Study text:
Segment Open
Amazon.com Inc (AMZN.O) wants users to be able to customize Alexa, the company’s voice assistant, to sound like their grandmother – or anybody else.
According to Rohit Prasad, an Amazon senior vice president, the online retailer is working on a system that will allow Alexa to mimic any voice after hearing less than a minute of audio. Prasad stated that the purpose is to “make the memories last” after “so many of us have lost someone we love” during the pandemic.
Amazon refuses to say when such a function would be available.
The project delves into a field of technology that has been scrutinized for potential benefits and misuse. Microsoft Corp (MSFT.O), for example, recently restricted which businesses could use its software to parrot sounds.
Amazon thinks that the effort would help Alexa become more prevalent in the lives of shoppers. However, the public’s interest has already turned elsewhere. An engineer at Alphabet Inc’s (GOOGL.O) Google claimed that a business chatbot has moved to sentience. Another Amazon executive stated on Tuesday that Alexa had 100 million customers worldwide, which corresponds to numbers published by the company for device sales since January 2019.
Segment Closed
Tasks and exercises:
[a] Answer these questions using the article on Amazon's plan to have Alexa mimic voices:
(i) What position does Rohit Prasad hold at Amazon?
(ii) How much audio would the system need to hear before it could mimic a voice?
(iii) How many customers worldwide did another Amazon executive say Alexa had?
[b] Duplicate the passage of the article on Amazon's plan to have Alexa mimic voices that opens with the words containing "The project delves" and closes with "to parrot sounds.".
[c] Pick up the article on Amazon's plan to have Alexa mimic voices after its final sentence and keep writing it.

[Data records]
Segment Open
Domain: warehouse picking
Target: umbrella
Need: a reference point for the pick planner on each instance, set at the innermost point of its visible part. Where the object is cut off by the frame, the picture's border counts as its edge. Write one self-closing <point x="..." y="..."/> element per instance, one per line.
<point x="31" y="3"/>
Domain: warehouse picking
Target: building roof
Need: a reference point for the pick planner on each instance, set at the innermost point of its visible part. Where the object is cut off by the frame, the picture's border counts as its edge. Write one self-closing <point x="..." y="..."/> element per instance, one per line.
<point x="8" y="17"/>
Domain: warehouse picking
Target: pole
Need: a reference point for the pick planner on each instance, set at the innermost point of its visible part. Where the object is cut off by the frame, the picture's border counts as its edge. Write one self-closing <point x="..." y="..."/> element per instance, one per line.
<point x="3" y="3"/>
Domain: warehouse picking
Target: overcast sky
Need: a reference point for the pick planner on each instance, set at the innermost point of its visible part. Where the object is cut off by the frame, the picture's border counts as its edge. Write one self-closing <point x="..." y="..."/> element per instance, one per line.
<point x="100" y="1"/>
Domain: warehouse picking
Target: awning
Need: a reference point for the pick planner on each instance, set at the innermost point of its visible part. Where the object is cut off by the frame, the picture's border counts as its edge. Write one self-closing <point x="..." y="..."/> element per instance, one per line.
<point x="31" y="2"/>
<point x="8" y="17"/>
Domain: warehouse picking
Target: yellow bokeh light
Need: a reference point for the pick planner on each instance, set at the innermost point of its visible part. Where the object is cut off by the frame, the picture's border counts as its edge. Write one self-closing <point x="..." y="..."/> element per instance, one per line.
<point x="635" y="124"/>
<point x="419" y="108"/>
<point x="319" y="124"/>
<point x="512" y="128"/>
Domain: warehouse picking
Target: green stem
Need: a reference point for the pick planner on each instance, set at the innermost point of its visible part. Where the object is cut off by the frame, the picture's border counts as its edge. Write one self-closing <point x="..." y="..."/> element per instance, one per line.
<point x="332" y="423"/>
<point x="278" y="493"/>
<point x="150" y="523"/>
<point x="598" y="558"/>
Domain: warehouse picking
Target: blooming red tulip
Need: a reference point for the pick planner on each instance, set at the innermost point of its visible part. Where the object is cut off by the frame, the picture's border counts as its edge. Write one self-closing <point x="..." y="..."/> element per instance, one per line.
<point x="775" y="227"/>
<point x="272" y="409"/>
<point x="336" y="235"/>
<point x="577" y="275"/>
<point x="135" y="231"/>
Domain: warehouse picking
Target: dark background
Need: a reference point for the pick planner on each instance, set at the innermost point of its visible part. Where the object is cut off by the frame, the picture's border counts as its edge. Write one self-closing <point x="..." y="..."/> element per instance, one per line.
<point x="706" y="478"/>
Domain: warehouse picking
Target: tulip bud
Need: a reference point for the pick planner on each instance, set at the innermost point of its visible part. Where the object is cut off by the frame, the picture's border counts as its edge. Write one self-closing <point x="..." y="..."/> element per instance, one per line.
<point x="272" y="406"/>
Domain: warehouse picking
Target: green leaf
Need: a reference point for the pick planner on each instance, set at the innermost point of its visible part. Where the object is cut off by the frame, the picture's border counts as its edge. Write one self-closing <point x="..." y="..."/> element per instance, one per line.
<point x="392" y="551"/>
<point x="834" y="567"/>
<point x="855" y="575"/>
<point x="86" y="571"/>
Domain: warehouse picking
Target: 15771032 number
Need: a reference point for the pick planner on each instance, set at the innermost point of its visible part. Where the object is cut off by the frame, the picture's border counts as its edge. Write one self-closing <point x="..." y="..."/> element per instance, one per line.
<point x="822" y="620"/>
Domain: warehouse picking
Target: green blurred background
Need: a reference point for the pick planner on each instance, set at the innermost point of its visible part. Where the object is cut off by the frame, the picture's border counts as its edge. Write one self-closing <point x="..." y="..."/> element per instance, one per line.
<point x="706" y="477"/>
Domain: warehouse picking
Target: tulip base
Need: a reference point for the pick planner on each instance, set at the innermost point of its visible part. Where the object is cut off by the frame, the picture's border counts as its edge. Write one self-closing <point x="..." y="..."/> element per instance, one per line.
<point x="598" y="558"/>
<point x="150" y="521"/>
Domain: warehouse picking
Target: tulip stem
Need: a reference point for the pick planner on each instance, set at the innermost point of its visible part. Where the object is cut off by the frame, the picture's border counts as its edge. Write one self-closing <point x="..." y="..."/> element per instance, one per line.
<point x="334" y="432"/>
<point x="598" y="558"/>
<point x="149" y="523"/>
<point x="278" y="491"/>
Segment Closed
Answers for this exercise:
[a]
(i) He is an Amazon senior vice president.
(ii) Less than a minute of audio.
(iii) 100 million customers.

[b]
The project delves into a field of technology that has been scrutinized for potential benefits and misuse. Microsoft Corp (MSFT.O), for example, recently restricted which businesses could use its software to parrot sounds.

[c]
Prasad said Amazon’s aim for Alexa is “generalizable intelligence,” or the ability to adapt to user environments and learn new concepts with little external input. He said that goal is “not to be confused with the all-knowing, all-capable, uber artificial general intelligence,” or AGI, which Alphabet’s DeepMind unit and Elon Musk co-founded OpenAI are seeking.
Amazon shared its vision for companionship with Alexa at the conference. In a video segment, it portrayed a child who asked, “Alexa, can grandma finish reading me the Wizard of Oz?”
Alexa confirmed the command and changed her tone of voice a second later. She talked with a more soothing, less robotic tone, ostensibly sounding like the individual’s grandma in real life.